Problem – Write out again, please, the records below from the first line to the line holding "Provide an outline for every instance of the submerged", inclusive, and nothing else.

Saved data entries:

>>>

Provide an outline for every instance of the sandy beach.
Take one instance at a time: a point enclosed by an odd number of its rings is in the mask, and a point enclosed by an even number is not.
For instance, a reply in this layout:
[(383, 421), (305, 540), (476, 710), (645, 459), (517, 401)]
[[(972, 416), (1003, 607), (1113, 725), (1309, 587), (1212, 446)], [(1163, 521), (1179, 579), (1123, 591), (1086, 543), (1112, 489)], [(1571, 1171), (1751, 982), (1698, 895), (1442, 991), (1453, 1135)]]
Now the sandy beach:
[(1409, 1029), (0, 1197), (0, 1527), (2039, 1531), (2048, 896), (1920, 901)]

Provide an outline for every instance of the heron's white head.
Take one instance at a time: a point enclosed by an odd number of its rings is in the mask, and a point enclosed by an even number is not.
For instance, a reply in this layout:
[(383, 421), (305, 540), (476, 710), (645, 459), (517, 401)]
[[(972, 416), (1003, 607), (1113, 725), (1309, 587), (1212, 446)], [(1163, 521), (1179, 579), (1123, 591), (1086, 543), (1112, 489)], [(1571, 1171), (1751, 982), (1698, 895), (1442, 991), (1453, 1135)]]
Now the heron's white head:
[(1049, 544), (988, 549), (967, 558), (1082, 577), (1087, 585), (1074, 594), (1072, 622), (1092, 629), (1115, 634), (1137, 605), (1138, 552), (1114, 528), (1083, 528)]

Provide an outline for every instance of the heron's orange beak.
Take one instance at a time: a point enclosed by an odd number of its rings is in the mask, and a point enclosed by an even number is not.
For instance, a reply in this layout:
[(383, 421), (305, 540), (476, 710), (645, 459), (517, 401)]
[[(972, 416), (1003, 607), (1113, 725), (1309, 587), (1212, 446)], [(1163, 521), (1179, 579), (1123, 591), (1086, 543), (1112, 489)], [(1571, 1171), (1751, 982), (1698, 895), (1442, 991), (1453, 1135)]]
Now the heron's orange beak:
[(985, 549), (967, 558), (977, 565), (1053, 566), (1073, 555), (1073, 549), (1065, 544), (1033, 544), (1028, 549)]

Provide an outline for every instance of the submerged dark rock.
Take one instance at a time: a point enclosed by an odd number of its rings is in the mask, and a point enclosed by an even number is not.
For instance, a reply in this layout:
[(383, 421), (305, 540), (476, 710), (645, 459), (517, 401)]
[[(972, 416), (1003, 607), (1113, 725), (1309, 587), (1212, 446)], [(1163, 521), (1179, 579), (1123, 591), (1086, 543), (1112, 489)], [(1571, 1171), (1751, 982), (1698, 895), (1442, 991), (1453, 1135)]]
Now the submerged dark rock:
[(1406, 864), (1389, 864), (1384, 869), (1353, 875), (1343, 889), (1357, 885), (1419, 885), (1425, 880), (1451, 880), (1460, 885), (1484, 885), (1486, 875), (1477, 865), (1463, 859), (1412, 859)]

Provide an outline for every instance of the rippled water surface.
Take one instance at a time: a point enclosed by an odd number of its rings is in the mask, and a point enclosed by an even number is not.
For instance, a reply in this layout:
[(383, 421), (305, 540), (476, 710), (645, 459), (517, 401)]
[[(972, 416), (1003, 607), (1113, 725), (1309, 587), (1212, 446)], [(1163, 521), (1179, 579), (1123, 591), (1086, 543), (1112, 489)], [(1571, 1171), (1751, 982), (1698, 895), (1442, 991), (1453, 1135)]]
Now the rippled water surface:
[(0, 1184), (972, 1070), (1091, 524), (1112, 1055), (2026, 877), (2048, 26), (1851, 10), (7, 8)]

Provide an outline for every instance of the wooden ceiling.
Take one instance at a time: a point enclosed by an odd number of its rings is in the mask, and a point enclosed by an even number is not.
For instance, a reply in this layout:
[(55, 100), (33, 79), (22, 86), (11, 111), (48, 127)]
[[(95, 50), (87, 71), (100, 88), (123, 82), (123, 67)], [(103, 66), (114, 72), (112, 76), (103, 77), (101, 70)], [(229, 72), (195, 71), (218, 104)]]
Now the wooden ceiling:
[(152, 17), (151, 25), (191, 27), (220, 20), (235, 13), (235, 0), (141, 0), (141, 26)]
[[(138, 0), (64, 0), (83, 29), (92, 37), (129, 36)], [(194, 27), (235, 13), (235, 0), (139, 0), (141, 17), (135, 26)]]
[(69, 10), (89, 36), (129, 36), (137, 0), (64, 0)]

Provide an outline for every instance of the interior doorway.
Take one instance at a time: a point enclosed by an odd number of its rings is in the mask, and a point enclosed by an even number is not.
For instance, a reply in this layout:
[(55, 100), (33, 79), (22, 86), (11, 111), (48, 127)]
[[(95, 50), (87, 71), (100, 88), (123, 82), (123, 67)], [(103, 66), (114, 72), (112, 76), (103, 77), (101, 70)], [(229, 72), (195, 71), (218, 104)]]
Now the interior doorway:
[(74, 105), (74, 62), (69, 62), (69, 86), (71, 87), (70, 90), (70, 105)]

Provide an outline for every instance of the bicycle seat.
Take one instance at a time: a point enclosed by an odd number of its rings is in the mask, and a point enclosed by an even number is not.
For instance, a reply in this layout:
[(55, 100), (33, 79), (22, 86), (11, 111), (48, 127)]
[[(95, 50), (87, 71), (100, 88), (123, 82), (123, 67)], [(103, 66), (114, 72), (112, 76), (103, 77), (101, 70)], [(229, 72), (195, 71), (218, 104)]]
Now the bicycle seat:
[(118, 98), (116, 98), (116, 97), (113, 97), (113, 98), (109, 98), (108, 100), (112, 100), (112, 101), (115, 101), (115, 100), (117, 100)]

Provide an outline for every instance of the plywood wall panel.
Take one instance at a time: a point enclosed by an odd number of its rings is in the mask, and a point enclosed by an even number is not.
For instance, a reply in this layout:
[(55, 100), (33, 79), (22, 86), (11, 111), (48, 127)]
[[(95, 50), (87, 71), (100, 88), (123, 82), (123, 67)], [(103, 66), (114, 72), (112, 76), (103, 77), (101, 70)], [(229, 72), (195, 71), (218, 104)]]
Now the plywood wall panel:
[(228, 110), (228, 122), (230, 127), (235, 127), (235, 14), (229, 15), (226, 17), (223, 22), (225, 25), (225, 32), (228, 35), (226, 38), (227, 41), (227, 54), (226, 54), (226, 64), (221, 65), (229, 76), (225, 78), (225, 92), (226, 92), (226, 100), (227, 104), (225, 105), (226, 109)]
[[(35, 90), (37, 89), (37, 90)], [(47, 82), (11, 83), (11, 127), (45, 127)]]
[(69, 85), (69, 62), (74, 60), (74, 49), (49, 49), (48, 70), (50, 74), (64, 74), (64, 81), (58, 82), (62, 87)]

<<<

Problem solution –
Provide an outline for every instance of the sandy beach.
Take one instance at a time: a point enclosed by an odd number of its rings is in the mask, and a point enclosed by an even number is not.
For instance, a reply in this layout:
[(383, 421), (305, 540), (476, 710), (645, 459), (517, 401)]
[[(972, 416), (1003, 607), (1113, 725), (1309, 587), (1212, 446)], [(1163, 521), (1179, 579), (1123, 591), (1086, 543), (1112, 489)], [(1571, 1171), (1751, 982), (1698, 895), (1442, 991), (1453, 1135)]]
Now the sandy beach:
[(1409, 1029), (0, 1197), (0, 1527), (2039, 1531), (2048, 896), (1920, 901)]

Provide an outline for every instance of the heron's white head.
Take one instance at a time: a point enclosed by an odd number of its rings is in the mask, and a point enclosed by an even number is not.
For instance, a reply in this layout:
[(383, 421), (305, 540), (476, 710), (645, 459), (517, 401)]
[[(972, 416), (1003, 607), (1113, 725), (1309, 587), (1212, 446)], [(1163, 521), (1179, 579), (1123, 591), (1086, 543), (1112, 489)], [(1571, 1171), (1751, 982), (1698, 895), (1442, 991), (1453, 1135)]]
Now the heron's white head:
[(1049, 544), (988, 549), (967, 558), (1082, 577), (1087, 585), (1074, 594), (1072, 622), (1092, 629), (1115, 634), (1137, 605), (1138, 552), (1114, 528), (1083, 528)]

Provide an outline for every instance of the heron's orange beak.
Take one instance at a time: a point enclosed by an odd number of its rings is in the mask, and a point enclosed by an even number is not.
For instance, a reply in this layout:
[(383, 421), (305, 540), (476, 710), (645, 459), (517, 401)]
[[(972, 416), (1003, 607), (1113, 725), (1309, 587), (1212, 446)], [(1163, 521), (1179, 579), (1123, 591), (1086, 543), (1112, 489)], [(1571, 1171), (1751, 982), (1698, 895), (1442, 991), (1453, 1135)]]
Now the heron's orange beak:
[(985, 549), (967, 558), (977, 565), (1053, 566), (1073, 555), (1073, 549), (1065, 544), (1033, 544), (1028, 549)]

Provide an outline for every instance of the submerged dark rock.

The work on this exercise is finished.